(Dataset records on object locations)
++++++++++++++++++++

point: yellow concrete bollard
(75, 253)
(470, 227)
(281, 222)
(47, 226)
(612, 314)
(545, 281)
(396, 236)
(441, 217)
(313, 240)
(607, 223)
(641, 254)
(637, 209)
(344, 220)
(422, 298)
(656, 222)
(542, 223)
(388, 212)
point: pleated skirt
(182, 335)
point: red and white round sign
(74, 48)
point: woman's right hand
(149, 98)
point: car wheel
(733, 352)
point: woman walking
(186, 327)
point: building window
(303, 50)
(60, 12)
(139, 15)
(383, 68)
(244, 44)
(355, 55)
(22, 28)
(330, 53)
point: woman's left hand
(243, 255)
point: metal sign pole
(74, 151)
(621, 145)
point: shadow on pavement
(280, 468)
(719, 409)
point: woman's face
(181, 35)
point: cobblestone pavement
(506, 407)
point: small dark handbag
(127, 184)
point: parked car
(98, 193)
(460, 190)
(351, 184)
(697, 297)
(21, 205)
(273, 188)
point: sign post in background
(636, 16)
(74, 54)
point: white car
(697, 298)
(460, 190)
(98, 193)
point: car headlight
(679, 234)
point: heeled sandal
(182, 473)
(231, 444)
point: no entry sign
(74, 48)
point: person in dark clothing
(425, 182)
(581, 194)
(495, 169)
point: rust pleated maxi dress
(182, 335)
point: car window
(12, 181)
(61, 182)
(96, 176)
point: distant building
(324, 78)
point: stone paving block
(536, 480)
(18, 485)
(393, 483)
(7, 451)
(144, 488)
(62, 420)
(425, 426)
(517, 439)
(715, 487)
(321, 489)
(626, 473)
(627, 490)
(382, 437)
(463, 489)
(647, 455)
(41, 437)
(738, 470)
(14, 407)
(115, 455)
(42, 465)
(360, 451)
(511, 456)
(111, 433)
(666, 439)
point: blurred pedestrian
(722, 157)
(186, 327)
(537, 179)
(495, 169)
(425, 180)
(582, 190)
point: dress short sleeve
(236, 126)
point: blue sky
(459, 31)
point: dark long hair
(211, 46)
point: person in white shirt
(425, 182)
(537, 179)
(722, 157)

++++++++++++++++++++

Written task. Reproduce every line of the records above verbatim, with nothing altered, added, or omitted.

Output for this task.
point: yellow concrete bollard
(75, 253)
(470, 227)
(281, 222)
(47, 226)
(612, 314)
(545, 281)
(396, 236)
(441, 217)
(313, 240)
(607, 223)
(641, 254)
(637, 209)
(344, 220)
(422, 298)
(656, 222)
(542, 223)
(388, 212)
point: pleated skirt
(182, 335)
point: red and white round sign
(74, 48)
point: woman's right hand
(149, 98)
point: car wheel
(733, 352)
point: woman walking
(186, 327)
point: building window
(303, 50)
(60, 12)
(139, 15)
(383, 68)
(244, 44)
(355, 55)
(22, 28)
(330, 53)
point: woman's left hand
(243, 255)
point: metal sign pole
(74, 151)
(621, 145)
point: shadow on pavement
(280, 468)
(719, 409)
point: woman's face
(181, 35)
point: cobblestone pavement
(506, 407)
point: small dark handbag
(127, 184)
point: parked car
(98, 193)
(460, 190)
(351, 184)
(697, 297)
(21, 205)
(273, 188)
point: sign post in background
(636, 16)
(74, 54)
point: white car
(697, 298)
(460, 190)
(98, 193)
point: car headlight
(679, 234)
point: heeled sandal
(182, 473)
(231, 444)
point: no entry sign
(74, 48)
point: person in dark clothing
(425, 182)
(581, 194)
(495, 169)
point: rust pleated maxi dress
(182, 335)
point: car window
(12, 181)
(61, 182)
(96, 176)
point: distant building
(324, 78)
point: stone paving block
(536, 480)
(18, 485)
(393, 483)
(7, 451)
(144, 488)
(62, 420)
(425, 426)
(517, 439)
(715, 487)
(321, 489)
(626, 473)
(627, 490)
(382, 437)
(463, 489)
(647, 455)
(41, 437)
(738, 470)
(14, 407)
(115, 455)
(42, 465)
(360, 451)
(511, 456)
(111, 433)
(666, 439)
point: blurred pedestrian
(722, 157)
(186, 327)
(537, 179)
(495, 169)
(425, 180)
(582, 190)
point: dress short sleeve
(236, 126)
point: blue sky
(459, 31)
point: dark long hair
(211, 46)
point: person in white shirt
(425, 182)
(537, 179)
(722, 157)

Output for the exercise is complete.